■ Problem: Filter on the word "image": copy each matching line from the listing below.

■ Material for the task:
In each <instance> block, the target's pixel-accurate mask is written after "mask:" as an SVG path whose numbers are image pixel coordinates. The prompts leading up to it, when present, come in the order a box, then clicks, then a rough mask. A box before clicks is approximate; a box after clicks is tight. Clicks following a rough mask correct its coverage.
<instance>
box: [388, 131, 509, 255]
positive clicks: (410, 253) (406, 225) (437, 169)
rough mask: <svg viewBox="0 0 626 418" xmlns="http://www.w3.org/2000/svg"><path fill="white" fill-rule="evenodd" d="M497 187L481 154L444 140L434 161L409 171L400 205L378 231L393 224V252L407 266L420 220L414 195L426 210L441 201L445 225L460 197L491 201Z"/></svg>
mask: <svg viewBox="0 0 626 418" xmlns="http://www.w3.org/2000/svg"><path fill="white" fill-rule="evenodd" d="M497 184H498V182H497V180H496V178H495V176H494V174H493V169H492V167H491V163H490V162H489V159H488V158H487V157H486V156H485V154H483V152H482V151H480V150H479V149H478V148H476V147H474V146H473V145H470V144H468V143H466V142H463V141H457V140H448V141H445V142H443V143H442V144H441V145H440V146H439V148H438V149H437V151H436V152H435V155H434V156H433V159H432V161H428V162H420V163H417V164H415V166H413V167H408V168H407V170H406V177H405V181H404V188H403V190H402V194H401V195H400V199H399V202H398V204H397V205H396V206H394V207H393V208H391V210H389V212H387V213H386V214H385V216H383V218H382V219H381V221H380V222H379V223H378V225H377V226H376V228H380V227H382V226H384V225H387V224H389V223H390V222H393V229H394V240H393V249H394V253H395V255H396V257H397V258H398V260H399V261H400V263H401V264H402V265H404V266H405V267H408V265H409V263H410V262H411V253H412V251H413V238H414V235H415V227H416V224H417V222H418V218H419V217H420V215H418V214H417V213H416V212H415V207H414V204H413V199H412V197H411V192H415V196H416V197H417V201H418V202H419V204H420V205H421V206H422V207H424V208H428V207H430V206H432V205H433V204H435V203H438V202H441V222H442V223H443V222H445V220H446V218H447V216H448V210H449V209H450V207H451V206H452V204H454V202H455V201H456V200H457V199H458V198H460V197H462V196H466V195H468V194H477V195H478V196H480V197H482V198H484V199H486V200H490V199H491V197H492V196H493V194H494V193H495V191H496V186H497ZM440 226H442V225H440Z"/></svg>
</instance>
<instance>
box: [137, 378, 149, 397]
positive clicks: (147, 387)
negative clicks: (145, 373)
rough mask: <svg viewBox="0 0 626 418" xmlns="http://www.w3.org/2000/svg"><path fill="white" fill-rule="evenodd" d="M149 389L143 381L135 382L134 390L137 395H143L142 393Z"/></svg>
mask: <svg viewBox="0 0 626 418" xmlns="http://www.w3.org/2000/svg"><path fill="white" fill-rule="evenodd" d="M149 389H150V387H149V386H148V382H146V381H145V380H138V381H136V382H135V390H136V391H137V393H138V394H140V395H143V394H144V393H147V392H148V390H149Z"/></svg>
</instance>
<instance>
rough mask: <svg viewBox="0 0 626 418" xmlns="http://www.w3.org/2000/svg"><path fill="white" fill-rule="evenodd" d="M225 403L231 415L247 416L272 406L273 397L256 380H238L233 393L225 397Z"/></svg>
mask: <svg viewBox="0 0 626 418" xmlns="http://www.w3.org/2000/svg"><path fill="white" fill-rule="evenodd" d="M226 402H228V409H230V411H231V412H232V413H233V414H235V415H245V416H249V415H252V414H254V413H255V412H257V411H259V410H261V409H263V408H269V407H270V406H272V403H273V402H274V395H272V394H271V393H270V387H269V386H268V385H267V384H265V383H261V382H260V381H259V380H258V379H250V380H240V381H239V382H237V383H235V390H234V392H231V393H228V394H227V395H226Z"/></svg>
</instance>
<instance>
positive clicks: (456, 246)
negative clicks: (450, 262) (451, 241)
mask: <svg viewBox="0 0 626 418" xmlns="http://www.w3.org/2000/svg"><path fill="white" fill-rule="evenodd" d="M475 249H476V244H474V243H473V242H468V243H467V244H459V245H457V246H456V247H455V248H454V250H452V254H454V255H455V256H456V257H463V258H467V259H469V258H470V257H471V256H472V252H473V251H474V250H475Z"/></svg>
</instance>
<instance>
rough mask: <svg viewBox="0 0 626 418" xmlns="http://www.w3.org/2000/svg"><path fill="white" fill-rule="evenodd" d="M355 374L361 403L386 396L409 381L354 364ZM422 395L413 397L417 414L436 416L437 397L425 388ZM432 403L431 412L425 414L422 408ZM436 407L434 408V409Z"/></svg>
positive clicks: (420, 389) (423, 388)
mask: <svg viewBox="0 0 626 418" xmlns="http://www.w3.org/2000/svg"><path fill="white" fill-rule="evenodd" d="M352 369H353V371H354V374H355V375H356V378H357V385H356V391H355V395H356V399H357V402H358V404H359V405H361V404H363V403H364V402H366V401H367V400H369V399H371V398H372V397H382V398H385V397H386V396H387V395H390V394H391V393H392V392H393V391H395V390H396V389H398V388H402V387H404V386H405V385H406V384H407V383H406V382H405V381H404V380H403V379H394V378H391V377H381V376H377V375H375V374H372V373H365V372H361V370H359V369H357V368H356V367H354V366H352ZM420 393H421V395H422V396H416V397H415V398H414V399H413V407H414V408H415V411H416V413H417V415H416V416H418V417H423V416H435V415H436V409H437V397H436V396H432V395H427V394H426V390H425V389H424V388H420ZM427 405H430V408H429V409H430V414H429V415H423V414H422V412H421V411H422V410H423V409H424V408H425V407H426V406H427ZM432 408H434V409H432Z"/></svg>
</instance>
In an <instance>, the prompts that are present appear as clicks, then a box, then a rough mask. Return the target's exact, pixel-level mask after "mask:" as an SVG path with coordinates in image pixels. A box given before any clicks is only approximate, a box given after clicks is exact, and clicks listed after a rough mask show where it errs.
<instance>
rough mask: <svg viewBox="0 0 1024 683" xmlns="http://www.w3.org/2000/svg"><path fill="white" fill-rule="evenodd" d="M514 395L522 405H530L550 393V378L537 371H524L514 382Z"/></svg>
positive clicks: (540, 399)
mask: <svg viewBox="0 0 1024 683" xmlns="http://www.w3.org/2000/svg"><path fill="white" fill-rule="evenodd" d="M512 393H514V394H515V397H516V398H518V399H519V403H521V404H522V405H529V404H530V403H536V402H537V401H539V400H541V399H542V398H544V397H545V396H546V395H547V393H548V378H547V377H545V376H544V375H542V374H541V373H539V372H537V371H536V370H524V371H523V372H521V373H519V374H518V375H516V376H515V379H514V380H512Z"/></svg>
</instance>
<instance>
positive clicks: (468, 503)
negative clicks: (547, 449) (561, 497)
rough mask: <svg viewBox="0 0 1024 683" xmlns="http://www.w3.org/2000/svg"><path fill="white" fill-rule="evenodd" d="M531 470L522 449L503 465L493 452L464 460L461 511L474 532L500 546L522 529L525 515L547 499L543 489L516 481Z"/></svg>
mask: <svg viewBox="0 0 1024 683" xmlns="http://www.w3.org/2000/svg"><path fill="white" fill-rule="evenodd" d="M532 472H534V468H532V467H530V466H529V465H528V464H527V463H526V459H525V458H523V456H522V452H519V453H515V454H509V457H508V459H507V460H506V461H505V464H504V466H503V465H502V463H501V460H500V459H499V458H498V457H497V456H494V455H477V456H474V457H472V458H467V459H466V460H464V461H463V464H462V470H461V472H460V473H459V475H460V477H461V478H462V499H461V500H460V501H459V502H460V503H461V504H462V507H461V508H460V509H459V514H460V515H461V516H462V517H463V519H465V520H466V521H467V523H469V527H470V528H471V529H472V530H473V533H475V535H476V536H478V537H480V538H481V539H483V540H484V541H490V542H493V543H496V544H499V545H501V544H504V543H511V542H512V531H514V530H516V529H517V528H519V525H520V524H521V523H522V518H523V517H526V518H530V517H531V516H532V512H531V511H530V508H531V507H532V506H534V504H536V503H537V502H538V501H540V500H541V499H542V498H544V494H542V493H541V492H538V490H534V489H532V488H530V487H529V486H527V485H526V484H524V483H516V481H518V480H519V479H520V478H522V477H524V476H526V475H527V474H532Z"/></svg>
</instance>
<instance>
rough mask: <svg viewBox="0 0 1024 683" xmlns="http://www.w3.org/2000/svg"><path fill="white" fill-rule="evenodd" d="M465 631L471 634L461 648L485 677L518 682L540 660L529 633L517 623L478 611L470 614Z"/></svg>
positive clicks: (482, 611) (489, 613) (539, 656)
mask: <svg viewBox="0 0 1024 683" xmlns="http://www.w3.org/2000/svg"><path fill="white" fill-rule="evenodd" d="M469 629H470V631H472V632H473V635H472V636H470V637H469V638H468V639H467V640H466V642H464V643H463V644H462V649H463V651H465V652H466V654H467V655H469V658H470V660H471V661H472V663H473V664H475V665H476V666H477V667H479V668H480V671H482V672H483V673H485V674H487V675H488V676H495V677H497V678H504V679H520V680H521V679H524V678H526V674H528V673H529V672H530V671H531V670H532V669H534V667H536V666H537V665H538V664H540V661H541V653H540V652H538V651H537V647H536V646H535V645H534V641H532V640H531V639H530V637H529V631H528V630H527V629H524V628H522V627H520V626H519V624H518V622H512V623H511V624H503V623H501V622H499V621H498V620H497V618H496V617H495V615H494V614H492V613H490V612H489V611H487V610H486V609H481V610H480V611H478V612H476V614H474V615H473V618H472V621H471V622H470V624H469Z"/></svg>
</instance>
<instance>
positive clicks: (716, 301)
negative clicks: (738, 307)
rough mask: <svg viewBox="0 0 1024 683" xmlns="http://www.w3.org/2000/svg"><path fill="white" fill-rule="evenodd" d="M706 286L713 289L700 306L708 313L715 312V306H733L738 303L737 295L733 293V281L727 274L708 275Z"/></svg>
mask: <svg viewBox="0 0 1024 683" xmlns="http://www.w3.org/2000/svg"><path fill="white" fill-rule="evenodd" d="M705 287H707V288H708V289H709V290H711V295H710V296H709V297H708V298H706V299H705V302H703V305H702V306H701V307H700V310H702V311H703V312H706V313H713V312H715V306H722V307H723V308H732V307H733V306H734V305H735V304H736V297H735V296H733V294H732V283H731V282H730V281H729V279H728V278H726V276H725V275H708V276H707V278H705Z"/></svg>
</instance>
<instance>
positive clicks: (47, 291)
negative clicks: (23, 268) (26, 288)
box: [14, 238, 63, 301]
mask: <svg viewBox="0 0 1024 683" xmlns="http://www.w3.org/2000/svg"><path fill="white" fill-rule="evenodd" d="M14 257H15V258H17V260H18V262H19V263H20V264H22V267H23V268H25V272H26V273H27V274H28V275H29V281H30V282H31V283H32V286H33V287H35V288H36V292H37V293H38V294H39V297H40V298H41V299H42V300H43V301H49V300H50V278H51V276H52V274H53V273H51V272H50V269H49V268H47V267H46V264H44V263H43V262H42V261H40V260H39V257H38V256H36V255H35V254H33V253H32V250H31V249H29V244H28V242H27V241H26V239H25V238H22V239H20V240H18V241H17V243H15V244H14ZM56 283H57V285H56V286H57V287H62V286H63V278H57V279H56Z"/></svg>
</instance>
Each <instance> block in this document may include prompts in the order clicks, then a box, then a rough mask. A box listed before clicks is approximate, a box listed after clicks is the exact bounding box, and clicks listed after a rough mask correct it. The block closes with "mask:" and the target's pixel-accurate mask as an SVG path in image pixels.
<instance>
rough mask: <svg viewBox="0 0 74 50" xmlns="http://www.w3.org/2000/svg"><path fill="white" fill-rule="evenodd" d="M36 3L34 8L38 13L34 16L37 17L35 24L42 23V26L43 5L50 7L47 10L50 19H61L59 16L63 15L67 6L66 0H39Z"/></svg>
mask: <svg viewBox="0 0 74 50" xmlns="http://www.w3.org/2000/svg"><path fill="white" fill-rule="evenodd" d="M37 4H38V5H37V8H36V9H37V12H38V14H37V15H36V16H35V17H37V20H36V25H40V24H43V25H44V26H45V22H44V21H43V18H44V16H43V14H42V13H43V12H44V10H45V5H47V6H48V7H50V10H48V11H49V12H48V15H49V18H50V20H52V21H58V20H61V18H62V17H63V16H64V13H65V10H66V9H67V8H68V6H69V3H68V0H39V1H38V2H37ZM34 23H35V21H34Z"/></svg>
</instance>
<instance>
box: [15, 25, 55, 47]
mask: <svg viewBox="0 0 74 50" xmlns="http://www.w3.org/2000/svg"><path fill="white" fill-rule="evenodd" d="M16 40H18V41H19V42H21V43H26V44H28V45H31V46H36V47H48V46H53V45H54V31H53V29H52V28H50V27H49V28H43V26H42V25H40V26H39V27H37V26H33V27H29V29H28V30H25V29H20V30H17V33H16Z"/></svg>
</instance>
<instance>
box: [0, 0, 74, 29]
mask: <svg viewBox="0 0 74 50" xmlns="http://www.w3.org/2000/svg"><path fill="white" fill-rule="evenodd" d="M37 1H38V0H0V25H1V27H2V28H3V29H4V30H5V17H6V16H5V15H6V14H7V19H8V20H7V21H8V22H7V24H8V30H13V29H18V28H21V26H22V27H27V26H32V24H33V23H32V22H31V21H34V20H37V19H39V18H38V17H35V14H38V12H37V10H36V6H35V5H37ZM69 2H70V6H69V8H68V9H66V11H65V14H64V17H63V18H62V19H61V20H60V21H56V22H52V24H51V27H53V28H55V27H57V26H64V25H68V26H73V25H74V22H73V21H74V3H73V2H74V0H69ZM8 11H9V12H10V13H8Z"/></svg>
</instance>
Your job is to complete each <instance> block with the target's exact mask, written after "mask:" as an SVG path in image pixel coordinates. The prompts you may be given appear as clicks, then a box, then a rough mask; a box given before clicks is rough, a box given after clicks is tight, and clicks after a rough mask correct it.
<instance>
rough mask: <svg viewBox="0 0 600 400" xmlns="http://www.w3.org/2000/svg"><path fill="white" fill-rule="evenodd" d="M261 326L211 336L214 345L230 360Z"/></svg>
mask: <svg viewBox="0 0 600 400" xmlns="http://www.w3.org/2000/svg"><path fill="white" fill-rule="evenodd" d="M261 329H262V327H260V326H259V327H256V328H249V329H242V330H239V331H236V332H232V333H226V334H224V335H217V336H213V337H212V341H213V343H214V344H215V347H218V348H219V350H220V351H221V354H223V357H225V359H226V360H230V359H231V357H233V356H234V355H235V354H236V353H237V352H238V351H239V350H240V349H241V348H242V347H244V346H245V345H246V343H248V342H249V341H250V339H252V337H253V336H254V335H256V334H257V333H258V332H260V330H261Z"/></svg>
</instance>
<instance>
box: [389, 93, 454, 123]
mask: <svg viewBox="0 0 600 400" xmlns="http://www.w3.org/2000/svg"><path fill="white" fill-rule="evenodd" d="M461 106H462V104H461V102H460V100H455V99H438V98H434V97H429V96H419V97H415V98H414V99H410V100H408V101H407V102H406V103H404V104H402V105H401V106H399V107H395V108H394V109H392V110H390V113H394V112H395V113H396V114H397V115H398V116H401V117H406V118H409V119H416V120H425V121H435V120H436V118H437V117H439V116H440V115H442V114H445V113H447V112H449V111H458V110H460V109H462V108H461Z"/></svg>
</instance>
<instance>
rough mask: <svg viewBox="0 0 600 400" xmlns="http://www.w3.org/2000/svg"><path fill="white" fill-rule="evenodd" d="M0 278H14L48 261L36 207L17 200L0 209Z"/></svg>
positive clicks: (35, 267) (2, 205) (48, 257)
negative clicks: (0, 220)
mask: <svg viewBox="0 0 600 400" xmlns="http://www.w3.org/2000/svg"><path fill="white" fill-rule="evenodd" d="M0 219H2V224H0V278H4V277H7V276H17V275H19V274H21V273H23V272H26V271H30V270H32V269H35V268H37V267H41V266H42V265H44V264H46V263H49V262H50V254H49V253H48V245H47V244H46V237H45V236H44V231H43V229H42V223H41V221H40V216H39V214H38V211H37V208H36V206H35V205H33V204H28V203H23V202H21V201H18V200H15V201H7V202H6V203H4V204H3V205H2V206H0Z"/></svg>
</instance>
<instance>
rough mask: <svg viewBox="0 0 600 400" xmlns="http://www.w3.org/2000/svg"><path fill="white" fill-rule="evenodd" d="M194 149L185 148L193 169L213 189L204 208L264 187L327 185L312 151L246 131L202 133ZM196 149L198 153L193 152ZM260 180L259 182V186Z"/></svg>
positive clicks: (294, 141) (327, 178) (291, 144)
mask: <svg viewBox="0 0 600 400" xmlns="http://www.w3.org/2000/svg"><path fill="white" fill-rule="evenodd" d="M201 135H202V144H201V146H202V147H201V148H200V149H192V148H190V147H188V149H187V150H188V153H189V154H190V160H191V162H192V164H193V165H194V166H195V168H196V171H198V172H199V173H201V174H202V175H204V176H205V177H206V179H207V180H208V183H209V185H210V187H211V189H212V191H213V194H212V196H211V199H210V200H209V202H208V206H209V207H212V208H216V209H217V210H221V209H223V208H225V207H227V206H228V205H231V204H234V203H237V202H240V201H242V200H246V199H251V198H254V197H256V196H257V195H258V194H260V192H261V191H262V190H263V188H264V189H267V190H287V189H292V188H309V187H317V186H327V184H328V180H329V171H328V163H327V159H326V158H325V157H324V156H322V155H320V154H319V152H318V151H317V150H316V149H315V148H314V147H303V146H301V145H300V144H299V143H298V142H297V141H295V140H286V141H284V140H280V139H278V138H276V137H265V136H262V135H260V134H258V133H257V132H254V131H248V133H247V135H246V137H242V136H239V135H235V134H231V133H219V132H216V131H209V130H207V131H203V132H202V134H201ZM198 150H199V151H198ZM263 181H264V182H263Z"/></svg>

■ Completed exercise:
In each <instance> block, the target's pixel-accurate mask is written after "mask:" as an SVG path whose numbers are image pixel coordinates. The prompts leading up to it, when present, come in the order a box, then clicks, then a rough mask. A box before clicks is approximate; a box after clicks is tight. Clicks following a rough mask correct its coverage.
In an <instance>, the prompts that are present appear as clicks, then a box, then a rough mask. Return the target's exact, pixel-level mask after "mask:" as an SVG path with coordinates in image pixels. A box given before any clicks is only approximate, a box given after clicks is exact, and clicks listed after a rough mask show where it errs.
Each <instance> block in this document may include prompts in the order clicks, then a box, then a rough mask. A box listed before clicks is approximate, a box listed after clicks is the exact bounding box, and clicks listed after a rough mask correct it. The block closes with "mask:" and the target's pixel-accurate mask as an SVG path in image pixels.
Your job is to complete each <instance> block with the target's exact mask, written after "mask:" as an SVG path in image pixel coordinates. The prompts you may be given appear as clicks, then a box, then a rough mask; a box given before clicks is rough, a box given after clicks is tight, and clicks after a rough mask correct it.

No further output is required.